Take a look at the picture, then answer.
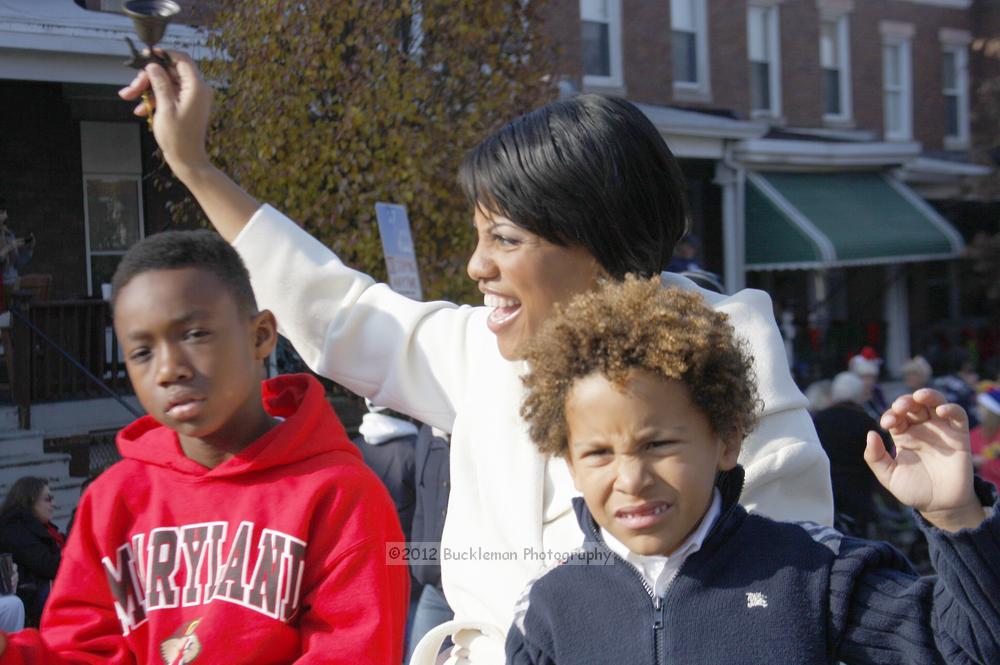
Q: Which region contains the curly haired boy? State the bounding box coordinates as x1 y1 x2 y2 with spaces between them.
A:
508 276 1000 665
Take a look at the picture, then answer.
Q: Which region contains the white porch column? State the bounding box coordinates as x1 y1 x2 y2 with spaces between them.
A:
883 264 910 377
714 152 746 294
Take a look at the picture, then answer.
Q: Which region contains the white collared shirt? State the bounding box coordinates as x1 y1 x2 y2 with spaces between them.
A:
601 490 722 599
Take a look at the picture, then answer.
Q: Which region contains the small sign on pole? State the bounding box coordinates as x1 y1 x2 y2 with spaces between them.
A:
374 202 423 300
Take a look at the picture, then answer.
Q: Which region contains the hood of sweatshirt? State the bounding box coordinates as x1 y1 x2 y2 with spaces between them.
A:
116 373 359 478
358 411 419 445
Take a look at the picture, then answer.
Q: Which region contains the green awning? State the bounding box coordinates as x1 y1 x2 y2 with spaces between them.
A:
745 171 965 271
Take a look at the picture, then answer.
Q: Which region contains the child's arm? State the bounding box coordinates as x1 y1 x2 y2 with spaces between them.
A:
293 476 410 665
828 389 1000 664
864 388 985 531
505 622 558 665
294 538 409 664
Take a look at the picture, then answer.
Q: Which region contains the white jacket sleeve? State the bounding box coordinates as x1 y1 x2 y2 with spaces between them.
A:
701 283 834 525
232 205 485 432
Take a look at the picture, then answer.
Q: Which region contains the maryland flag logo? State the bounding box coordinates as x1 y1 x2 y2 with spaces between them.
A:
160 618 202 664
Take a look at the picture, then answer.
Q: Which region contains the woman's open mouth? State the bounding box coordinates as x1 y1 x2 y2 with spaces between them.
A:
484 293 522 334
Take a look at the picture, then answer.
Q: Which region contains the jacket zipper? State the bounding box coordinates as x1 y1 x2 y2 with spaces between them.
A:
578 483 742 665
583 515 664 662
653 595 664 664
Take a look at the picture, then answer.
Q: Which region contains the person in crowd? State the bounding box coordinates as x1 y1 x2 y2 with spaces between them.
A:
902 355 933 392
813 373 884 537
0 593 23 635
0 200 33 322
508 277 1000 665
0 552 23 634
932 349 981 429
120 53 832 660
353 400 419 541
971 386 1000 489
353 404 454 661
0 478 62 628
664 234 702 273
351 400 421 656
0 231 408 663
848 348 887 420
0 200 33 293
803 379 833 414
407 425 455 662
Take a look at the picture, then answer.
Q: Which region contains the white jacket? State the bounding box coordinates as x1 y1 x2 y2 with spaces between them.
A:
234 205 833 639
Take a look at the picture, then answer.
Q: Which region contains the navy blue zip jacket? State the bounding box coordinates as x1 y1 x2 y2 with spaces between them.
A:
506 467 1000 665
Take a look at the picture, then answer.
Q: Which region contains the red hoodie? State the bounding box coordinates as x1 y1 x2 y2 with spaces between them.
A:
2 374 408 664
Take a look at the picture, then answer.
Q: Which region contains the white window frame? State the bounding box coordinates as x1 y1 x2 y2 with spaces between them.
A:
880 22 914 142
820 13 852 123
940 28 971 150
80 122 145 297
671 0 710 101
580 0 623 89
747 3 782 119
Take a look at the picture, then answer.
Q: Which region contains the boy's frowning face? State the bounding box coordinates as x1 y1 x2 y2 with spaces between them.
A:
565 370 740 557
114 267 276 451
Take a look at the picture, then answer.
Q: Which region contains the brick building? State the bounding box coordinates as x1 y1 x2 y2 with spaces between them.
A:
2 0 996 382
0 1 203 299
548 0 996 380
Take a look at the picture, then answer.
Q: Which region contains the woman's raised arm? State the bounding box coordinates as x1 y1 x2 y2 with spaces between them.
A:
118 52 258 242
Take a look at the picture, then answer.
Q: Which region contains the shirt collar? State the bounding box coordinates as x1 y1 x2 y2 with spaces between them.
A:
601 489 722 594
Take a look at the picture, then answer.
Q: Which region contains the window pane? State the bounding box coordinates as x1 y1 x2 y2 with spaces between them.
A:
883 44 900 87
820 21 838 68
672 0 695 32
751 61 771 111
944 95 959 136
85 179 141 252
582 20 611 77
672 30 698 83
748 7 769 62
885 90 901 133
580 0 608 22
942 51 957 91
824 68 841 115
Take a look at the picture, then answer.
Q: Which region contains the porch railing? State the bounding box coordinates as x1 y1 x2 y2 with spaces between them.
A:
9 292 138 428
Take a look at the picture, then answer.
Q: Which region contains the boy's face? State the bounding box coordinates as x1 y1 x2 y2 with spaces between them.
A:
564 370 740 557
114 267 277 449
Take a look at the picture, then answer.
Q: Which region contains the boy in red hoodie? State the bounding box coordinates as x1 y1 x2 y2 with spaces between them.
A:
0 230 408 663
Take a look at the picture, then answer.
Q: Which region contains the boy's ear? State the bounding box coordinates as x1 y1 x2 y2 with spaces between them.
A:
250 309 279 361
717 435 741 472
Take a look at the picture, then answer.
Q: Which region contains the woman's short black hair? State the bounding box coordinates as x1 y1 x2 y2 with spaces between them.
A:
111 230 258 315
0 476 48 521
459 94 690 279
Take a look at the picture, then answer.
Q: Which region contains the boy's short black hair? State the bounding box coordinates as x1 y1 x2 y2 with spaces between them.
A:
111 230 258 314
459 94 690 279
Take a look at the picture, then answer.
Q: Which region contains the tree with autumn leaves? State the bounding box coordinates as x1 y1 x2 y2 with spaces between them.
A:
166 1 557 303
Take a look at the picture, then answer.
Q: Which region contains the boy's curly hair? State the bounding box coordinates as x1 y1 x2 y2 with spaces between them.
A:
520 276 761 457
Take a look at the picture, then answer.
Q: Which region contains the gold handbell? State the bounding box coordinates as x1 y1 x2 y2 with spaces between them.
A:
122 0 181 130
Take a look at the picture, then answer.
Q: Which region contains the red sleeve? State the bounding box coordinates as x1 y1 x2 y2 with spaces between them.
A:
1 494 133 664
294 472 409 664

---

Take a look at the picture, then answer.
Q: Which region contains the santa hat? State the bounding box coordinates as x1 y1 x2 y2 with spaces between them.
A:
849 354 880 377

**Activity**
Tally every line in the listing that holds "porch" and answer with the total only.

**Written answer**
2